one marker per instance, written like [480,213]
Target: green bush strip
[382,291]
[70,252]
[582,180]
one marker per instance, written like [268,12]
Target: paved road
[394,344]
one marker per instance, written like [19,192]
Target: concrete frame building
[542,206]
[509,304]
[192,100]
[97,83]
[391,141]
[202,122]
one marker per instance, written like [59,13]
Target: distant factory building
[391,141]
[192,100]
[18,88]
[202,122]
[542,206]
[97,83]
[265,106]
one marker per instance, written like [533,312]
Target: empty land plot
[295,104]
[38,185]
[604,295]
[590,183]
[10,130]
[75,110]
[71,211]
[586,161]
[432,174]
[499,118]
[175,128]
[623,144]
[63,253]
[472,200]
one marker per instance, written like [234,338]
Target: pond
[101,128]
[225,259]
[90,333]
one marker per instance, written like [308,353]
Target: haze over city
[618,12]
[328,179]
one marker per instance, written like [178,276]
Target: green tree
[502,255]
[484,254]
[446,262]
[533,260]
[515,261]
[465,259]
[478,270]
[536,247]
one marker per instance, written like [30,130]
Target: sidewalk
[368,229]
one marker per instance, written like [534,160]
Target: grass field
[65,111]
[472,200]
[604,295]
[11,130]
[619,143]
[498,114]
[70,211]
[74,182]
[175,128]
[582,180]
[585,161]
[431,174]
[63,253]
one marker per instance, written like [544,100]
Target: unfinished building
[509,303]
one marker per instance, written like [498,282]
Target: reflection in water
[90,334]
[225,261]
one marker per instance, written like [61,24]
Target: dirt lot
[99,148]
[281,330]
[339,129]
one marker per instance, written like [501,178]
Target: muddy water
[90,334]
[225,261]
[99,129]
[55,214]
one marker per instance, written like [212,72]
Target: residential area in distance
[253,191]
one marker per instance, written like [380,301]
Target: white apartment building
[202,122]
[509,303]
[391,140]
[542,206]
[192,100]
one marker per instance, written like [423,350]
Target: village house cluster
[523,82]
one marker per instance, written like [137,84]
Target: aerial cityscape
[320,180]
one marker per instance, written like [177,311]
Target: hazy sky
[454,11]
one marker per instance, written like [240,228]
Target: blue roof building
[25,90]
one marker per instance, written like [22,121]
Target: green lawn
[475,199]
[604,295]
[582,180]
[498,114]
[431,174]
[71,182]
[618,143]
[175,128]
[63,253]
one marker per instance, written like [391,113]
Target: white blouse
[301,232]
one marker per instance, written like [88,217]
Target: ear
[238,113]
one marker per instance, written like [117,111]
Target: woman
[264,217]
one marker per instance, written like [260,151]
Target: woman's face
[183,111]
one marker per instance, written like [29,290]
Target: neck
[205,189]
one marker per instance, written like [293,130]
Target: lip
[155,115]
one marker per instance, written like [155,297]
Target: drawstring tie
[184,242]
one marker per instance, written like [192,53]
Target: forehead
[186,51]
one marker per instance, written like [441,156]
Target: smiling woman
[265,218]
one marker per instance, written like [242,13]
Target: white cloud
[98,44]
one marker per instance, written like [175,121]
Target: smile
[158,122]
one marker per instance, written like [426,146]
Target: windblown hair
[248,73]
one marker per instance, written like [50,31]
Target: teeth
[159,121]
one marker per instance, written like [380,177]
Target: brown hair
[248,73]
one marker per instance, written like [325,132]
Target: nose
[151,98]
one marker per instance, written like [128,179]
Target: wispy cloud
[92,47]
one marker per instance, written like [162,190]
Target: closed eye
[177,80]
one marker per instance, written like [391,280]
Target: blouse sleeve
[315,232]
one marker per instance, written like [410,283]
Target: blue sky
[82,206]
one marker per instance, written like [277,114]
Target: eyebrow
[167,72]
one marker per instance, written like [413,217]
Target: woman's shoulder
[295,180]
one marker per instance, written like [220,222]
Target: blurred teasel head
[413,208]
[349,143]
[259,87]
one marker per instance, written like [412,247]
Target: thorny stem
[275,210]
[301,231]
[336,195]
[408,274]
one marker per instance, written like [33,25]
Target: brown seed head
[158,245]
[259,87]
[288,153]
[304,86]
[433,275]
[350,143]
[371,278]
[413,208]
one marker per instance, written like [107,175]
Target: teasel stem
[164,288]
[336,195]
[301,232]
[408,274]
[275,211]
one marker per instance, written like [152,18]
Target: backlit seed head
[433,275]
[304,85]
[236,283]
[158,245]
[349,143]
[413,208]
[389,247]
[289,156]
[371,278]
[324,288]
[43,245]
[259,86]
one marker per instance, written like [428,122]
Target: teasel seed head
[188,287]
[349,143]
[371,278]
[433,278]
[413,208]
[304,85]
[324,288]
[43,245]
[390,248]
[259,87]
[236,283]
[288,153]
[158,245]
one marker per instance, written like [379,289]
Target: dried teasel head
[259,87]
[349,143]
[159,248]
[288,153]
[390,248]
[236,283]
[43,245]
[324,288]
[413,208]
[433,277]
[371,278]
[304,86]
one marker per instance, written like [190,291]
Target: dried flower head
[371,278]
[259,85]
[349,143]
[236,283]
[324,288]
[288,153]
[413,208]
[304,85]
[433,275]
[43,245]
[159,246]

★ ★ ★ ★

● **Required work**:
Retype the entries one by one, exactly.

● **Result for this task**:
one marker per instance, written like [480,213]
Target: green bush strip
[382,291]
[70,252]
[582,180]
one marker per instance, written like [268,12]
Target: paved road
[394,344]
one marker per instance, written like [19,192]
Target: concrete frame building
[542,206]
[509,304]
[192,100]
[97,83]
[391,141]
[202,122]
one marker per instance, written like [59,13]
Target: distant factory building
[391,141]
[192,100]
[18,88]
[202,122]
[542,206]
[97,83]
[265,106]
one marker per instance, written like [533,312]
Target: empty land plot
[295,104]
[38,185]
[604,295]
[590,183]
[10,130]
[75,110]
[71,211]
[586,161]
[432,174]
[499,118]
[175,128]
[623,144]
[63,253]
[472,200]
one marker per instance, written like [234,338]
Target: pond
[101,128]
[225,259]
[90,333]
one marker per instance, written like [308,353]
Target: haze over city
[618,12]
[328,179]
one marker per instance, written like [178,276]
Target: green tree
[502,255]
[484,254]
[446,262]
[533,260]
[515,261]
[465,259]
[478,270]
[536,247]
one marker per instance, written like [30,130]
Target: sidewalk
[368,229]
one marker per instance, written like [534,160]
Target: grass field
[65,111]
[472,200]
[604,295]
[11,130]
[619,143]
[498,114]
[70,211]
[74,182]
[175,128]
[582,180]
[585,161]
[431,174]
[63,253]
one marker per instance, written like [544,100]
Target: unfinished building
[509,303]
one marker per instance, written like [498,282]
Target: reflection in water
[90,334]
[225,261]
one marker per instance, written like [61,24]
Target: dirt lot
[99,148]
[281,330]
[339,129]
one marker per instance, written like [501,178]
Target: muddy water
[90,334]
[225,261]
[99,129]
[55,214]
one marker per instance, written like [212,72]
Target: residential area in distance
[253,191]
one marker per instance, written like [380,301]
Target: white apartment building
[202,122]
[509,303]
[391,140]
[542,206]
[192,100]
one marker per instance, written like [423,350]
Target: village house cluster
[523,82]
one marker per instance, written like [137,84]
Target: aerial cityscape
[320,180]
one marker per instance, written like [177,311]
Target: hazy sky
[454,11]
one marker per instance, written like [240,228]
Target: blue roof building
[25,90]
one marker per instance, written like [22,121]
Target: green lawn
[475,199]
[604,295]
[582,180]
[498,114]
[431,174]
[71,182]
[618,143]
[175,128]
[63,253]
one marker per instance, written like [391,113]
Target: white blouse
[301,232]
one marker per instance, written like [88,217]
Target: ear
[238,113]
one marker per instance, written like [117,111]
Target: woman
[264,217]
one marker per instance, written like [260,151]
Target: woman's face
[183,111]
one marker per instance, written like [29,290]
Target: neck
[205,189]
one marker per instance, written like [293,130]
Target: lip
[155,115]
one marker per instance, written like [155,297]
Target: drawstring tie
[184,242]
one marker per instance, written like [192,53]
Target: forehead
[186,51]
one marker per instance, written like [441,156]
Target: smiling woman
[265,218]
one marker per instance, written like [242,13]
Target: white cloud
[98,44]
one marker per instance, written like [175,121]
Target: smile
[158,122]
one marker per instance, written like [426,146]
Target: windblown hair
[248,73]
one marker per instance, written like [50,31]
Target: teeth
[159,121]
one marker per instance, written like [380,177]
Target: brown hair
[248,73]
one marker per instance, written like [325,132]
Target: nose
[151,98]
one marker per instance, written like [128,179]
Target: wispy cloud
[92,47]
one marker per instance, written like [162,190]
Target: closed eye
[177,80]
one marker per instance, written like [391,280]
Target: blouse sleeve
[315,232]
one marker per instance, written like [410,283]
Target: blue sky
[82,206]
one marker per instance, written like [277,114]
Target: eyebrow
[167,72]
one marker per instance, written like [413,217]
Target: woman's shoulder
[295,180]
one marker per instance, written like [220,222]
Target: blurred teasel head
[413,208]
[349,143]
[259,87]
one marker per instance, written like [412,247]
Target: thorny stem
[275,210]
[301,231]
[336,195]
[408,274]
one marker per instance, written like [33,25]
Target: brown seed head
[158,245]
[259,87]
[288,153]
[304,86]
[433,275]
[350,143]
[371,278]
[413,208]
one marker per instance, written like [107,175]
Target: teasel stem
[164,288]
[336,195]
[301,232]
[408,274]
[275,211]
one marker per instance, written like [152,18]
Target: backlit seed head
[433,275]
[304,85]
[236,283]
[158,245]
[349,143]
[413,208]
[389,247]
[289,156]
[371,278]
[324,288]
[43,245]
[259,86]
one marker per instance, written like [428,122]
Target: teasel seed head
[188,287]
[349,143]
[371,278]
[433,278]
[413,208]
[304,85]
[324,288]
[43,245]
[390,248]
[259,87]
[236,283]
[288,153]
[158,245]
one marker per instance, written like [379,289]
Target: dried teasel head
[259,87]
[349,143]
[159,248]
[288,153]
[390,248]
[236,283]
[43,245]
[324,288]
[413,208]
[433,277]
[371,278]
[304,86]
one marker per instance, written like [190,291]
Target: dried flower head
[371,278]
[259,85]
[349,143]
[236,283]
[324,288]
[288,153]
[413,208]
[304,85]
[433,275]
[43,245]
[159,246]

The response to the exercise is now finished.